[Dataset extract Boundary: Start]

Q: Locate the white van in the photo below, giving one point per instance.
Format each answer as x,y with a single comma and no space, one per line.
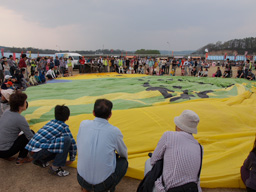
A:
75,58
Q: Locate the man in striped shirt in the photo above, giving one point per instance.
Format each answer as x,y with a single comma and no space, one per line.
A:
54,142
181,155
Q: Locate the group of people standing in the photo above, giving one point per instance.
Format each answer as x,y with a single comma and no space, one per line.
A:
102,153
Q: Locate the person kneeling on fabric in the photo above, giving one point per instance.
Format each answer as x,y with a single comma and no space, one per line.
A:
181,155
54,142
50,74
248,170
102,154
14,130
5,97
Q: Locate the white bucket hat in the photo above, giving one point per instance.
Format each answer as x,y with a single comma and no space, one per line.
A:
6,93
187,121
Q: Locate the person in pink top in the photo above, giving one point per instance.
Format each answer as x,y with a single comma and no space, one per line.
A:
22,63
181,155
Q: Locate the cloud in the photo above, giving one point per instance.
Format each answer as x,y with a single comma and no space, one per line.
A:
129,25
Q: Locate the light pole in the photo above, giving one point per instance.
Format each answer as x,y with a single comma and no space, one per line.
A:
169,47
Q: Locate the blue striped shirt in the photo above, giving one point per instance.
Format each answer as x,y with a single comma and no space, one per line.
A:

[Dataset extract Boundary: End]

### Task requirements
Transcribe all entries above exactly. Drop the pictures.

### Solved exercise
Q: Locate the white van in the photo below, giving one point per instance.
Format each answer as x,y with a single comma and no space, one per line.
A:
75,58
Q: Locate the man in striped shirt in the photo above, giving one point per instance.
Format each answer as x,y with a single comma and no space, one per line.
A:
54,142
181,155
Q: Locate the group of people standing in the photo above, giving one point per instance.
Format each answer as x,y with a single comma and no space, one per line.
A:
102,153
Q: Locate the person kneeling on fabric in the photo above, giving one point per instance.
Format each answer as x,y with a single comma and no space, one per line.
A:
181,155
54,142
50,74
248,170
102,154
14,130
5,97
Q: Locate the white bucket hat in the photo above, giving one point per instance.
Format each answer as x,y with a single comma and no space, one per line.
A:
6,93
187,121
Q: Locate the person in pink top in the photo above, giving one point per instance.
Format each answer as x,y with a single comma and no space, one per line.
A:
22,63
181,155
Q: Locate the cloud in the photo above, giving one point per instance.
Format each answer as x,y with a single comma and no space, one per line.
A:
129,25
Q: Locate the light pole in the photo above, giving one point per instance.
Format each answer as x,y with a single comma and no space, one per line.
A:
169,47
Q: Locate the blue striped shirt in the photo above, giving one point per instance.
Format each answer as x,y with a single comma and no space, one per line.
A:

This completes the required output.